REQUIRED TASK A: Copy the stretch of the Joanna Newsom concert post from "Joanna Newsom at" through "is not human." word for word.

QUOTED PASSAGE:
————————

Saturday, November 27, 2010

Joanna Newsom at Carnegie Hall!

I have discovered something about Joanna Newsom that will startle only a few of you. The rest of you have probably had this tingling sensation in the back of your head for quite some time now. It’s a fleeting notion- an idea that meandered and never fully formed... but was always a vague observation perched at the tip of your tongue ready to jump off. I had the same tickle in my mind. It wasn’t until last night at the magnificent Carnegie Hall, with her voice amplified within the ornate walls of that enchanting beloved edifice that I gasped and said “Aha!”. You see...

Joanna Newsom is not human. 

What enchanting creature she is is still uncertain, however. One minute, she is playful and silly like an innocent sprite, then in the next moment she is mournful and serious as death itself, the next minute she is shrieking like a forlorn banshee, and then further still she will sigh whimsically and glow with all the love and peace in this world like an angel. I am not alone in this sentiment. We, (Joanna's devotees) know that she is extraordinary and otherworldly. In fact, someone shouted out during one of her harp tunings, "What does it feel like to be a GODDESS?". She seemed embarrassed though flattered and avoided answering all together by replying with something along the lines of, "I'm not a Goddess. Let's ask Dolly Parton."

————————

RECORD SET:

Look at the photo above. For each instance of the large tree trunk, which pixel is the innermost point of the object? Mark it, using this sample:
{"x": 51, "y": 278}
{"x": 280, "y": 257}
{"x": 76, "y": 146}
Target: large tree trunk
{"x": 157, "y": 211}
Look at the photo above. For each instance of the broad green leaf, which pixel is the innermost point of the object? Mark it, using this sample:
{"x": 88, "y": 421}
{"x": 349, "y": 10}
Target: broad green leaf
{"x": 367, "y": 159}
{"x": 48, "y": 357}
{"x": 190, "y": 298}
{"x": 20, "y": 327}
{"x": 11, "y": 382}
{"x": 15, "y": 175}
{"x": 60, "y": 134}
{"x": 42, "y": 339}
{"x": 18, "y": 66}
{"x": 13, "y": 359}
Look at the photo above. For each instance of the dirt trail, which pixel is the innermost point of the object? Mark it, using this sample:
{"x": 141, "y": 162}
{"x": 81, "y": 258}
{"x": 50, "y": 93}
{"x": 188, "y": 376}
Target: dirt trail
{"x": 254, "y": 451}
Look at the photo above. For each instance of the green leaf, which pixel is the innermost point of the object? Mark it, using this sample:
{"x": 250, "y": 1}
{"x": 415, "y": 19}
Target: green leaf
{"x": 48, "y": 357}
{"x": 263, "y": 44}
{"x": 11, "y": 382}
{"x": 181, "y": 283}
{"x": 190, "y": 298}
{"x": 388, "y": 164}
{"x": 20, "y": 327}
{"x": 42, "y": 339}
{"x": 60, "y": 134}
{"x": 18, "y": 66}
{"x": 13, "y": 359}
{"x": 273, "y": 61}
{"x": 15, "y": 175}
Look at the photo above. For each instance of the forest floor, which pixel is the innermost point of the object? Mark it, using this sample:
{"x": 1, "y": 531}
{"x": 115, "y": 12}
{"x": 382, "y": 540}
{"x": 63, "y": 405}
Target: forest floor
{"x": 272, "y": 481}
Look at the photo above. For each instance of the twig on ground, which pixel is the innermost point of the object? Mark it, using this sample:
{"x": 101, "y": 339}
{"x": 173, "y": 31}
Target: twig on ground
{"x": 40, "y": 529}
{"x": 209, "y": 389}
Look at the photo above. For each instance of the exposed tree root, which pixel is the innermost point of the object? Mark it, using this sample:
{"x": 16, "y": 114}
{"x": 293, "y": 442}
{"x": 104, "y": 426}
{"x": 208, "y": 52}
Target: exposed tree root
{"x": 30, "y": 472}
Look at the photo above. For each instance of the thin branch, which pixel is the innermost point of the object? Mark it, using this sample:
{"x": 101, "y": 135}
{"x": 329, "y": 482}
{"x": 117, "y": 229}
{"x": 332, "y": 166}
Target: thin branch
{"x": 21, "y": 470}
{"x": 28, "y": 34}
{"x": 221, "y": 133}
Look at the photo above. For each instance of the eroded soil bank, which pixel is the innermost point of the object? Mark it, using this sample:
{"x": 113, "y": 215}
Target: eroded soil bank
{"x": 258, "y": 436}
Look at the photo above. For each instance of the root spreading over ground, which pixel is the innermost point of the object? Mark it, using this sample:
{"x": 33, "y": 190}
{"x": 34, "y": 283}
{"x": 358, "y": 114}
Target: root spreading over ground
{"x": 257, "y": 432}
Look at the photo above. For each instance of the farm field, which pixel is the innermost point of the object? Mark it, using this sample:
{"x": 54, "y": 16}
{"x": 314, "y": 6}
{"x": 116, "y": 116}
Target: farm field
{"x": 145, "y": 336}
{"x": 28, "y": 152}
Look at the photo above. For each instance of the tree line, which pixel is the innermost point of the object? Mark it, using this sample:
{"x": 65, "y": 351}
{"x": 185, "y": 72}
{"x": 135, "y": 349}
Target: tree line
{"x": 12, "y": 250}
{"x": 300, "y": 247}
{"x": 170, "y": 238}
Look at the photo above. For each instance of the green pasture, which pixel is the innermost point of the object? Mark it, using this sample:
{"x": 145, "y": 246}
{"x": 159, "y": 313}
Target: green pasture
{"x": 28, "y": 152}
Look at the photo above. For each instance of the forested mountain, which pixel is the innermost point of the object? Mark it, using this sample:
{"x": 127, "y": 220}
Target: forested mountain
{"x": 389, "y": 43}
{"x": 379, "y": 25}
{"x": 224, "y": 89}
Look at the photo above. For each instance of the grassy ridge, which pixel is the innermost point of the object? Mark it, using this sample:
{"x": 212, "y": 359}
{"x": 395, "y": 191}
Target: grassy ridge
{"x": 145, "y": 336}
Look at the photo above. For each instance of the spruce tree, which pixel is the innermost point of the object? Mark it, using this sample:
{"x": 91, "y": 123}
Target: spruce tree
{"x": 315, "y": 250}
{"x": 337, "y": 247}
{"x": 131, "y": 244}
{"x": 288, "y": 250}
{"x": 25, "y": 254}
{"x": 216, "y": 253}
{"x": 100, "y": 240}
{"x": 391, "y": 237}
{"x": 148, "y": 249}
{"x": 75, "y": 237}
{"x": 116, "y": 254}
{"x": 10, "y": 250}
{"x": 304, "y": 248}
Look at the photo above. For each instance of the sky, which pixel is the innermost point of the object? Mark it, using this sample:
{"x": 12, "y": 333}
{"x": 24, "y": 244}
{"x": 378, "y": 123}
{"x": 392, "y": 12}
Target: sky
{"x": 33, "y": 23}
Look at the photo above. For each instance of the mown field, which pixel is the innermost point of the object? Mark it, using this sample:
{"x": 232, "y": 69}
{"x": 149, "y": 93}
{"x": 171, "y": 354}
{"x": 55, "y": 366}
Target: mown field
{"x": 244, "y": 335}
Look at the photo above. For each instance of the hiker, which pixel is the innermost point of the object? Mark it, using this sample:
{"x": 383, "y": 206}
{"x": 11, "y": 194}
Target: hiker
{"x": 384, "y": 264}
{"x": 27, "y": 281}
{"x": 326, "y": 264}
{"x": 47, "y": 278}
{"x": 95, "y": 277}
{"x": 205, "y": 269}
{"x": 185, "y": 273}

————————

REQUIRED TASK B: List every line of the rows that contains the string "farm".

EXPECTED OUTPUT A:
Joanna Newsom at Carnegie Hall!

I have discovered something about Joanna Newsom that will startle only a few of you. The rest of you have probably had this tingling sensation in the back of your head for quite some time now. It’s a fleeting notion- an idea that meandered and never fully formed... but was always a vague observation perched at the tip of your tongue ready to jump off. I had the same tickle in my mind. It wasn’t until last night at the magnificent Carnegie Hall, with her voice amplified within the ornate walls of that enchanting beloved edifice that I gasped and said “Aha!”. You see...

Joanna Newsom is not human.

EXPECTED OUTPUT B:
Look at the photo above. For each instance of the farm field, which pixel is the innermost point of the object? Mark it, using this sample:
Target: farm field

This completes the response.